:: What the exercise asks ::
Please edit the lines starting with the line containing "Objective — one point per instance of the white sock" and going on through the last line, replacing "short-sleeved shirt" with "polo shirt" and leaving everything else unchanged.
*** Supplied records
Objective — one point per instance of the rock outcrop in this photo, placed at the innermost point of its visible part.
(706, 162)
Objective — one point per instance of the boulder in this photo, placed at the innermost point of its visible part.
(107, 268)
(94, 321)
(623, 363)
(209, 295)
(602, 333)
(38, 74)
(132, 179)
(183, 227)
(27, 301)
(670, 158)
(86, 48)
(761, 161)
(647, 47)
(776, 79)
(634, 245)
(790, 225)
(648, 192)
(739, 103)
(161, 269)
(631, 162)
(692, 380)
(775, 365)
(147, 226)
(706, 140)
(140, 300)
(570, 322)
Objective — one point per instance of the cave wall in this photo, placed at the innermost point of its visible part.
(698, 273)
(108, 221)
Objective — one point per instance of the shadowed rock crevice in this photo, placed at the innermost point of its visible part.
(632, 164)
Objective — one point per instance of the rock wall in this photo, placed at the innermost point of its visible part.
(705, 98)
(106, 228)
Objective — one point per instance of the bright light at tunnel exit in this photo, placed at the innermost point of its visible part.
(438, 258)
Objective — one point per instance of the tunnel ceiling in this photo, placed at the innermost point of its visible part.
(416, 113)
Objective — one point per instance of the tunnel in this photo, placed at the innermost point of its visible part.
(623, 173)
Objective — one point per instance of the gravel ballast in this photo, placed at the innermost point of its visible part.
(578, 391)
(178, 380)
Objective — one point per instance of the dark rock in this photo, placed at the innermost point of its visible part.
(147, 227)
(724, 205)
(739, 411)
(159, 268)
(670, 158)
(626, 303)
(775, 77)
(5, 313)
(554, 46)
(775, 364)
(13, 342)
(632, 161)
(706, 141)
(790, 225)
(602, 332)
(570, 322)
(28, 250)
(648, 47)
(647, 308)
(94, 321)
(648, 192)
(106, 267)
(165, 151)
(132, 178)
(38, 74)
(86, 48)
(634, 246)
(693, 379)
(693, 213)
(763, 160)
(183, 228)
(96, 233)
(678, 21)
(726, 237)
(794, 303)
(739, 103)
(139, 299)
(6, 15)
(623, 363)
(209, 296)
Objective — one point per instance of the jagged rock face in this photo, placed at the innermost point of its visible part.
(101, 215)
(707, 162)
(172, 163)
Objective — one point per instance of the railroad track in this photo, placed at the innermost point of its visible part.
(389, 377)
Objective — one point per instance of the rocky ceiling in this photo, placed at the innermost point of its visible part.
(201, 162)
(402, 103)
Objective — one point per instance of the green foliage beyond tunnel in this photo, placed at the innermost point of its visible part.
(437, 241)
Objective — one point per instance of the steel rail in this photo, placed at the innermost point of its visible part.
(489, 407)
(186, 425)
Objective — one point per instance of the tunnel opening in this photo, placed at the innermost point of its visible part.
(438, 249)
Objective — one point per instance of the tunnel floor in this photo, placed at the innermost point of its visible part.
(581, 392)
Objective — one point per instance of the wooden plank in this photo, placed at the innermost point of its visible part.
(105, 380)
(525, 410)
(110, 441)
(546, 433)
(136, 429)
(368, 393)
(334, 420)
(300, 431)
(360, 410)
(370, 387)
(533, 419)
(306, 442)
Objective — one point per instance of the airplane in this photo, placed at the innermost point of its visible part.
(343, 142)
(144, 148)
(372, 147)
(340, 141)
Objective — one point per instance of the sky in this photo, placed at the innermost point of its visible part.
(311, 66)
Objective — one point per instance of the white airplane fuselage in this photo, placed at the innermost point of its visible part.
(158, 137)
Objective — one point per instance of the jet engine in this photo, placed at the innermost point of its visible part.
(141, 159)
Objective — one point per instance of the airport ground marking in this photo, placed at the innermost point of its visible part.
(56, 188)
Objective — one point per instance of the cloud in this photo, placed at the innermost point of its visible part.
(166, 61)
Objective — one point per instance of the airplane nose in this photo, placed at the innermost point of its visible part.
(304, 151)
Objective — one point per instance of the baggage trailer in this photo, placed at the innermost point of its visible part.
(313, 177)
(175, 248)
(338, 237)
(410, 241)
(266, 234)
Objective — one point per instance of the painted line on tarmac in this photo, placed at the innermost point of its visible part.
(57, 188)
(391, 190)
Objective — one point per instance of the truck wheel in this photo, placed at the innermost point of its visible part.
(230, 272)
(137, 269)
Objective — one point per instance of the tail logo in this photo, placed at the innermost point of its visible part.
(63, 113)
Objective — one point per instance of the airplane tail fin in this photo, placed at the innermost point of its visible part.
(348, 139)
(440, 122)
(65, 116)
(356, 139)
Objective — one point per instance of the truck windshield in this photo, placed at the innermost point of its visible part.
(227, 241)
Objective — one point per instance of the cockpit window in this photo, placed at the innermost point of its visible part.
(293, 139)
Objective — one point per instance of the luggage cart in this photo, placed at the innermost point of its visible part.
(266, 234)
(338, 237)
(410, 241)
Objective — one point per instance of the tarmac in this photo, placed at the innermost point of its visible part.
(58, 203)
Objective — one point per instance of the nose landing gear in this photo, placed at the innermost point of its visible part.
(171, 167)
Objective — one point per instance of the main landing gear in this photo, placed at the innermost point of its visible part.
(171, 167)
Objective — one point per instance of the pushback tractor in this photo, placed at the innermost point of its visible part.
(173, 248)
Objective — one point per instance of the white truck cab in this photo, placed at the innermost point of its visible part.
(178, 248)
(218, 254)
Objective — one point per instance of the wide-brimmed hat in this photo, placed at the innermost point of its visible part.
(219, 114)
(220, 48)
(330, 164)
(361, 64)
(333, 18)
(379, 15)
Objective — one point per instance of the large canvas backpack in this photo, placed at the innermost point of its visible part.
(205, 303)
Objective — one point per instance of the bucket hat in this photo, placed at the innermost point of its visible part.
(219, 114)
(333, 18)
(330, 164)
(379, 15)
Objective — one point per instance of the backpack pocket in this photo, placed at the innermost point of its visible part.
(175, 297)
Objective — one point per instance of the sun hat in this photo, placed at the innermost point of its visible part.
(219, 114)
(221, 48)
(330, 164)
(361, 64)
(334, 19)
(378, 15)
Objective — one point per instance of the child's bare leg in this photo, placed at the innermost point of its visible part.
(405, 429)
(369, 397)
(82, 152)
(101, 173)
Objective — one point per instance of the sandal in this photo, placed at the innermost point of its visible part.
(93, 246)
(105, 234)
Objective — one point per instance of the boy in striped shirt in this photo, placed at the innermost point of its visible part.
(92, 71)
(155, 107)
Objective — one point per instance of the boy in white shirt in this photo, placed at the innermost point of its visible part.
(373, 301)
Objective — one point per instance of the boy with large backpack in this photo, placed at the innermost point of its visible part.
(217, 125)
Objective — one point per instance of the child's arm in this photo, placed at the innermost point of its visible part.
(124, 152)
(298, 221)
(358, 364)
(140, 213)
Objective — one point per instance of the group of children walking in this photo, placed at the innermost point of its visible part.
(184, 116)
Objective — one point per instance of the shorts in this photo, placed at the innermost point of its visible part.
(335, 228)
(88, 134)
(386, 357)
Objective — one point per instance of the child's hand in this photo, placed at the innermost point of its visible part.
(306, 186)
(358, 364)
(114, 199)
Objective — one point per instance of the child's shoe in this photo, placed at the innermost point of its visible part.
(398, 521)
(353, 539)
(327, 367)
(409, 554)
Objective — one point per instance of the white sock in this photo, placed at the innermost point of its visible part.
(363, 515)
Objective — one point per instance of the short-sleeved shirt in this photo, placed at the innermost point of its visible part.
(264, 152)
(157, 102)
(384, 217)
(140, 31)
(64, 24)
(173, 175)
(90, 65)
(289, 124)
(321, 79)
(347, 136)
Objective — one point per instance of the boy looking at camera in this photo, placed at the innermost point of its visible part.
******
:: Response to the task ::
Objective — one point per instance of the white sock in this photo, placed at the innermost point of its visible part.
(363, 515)
Objective — one point per instance of the polo shirt in this photo, placed at the innermost point of its visible part.
(264, 152)
(157, 102)
(384, 217)
(140, 31)
(64, 24)
(173, 175)
(90, 65)
(289, 124)
(321, 79)
(347, 136)
Objective — one point per instance of the boy looking at camera in this photo, placed at the innermost point of its visible part.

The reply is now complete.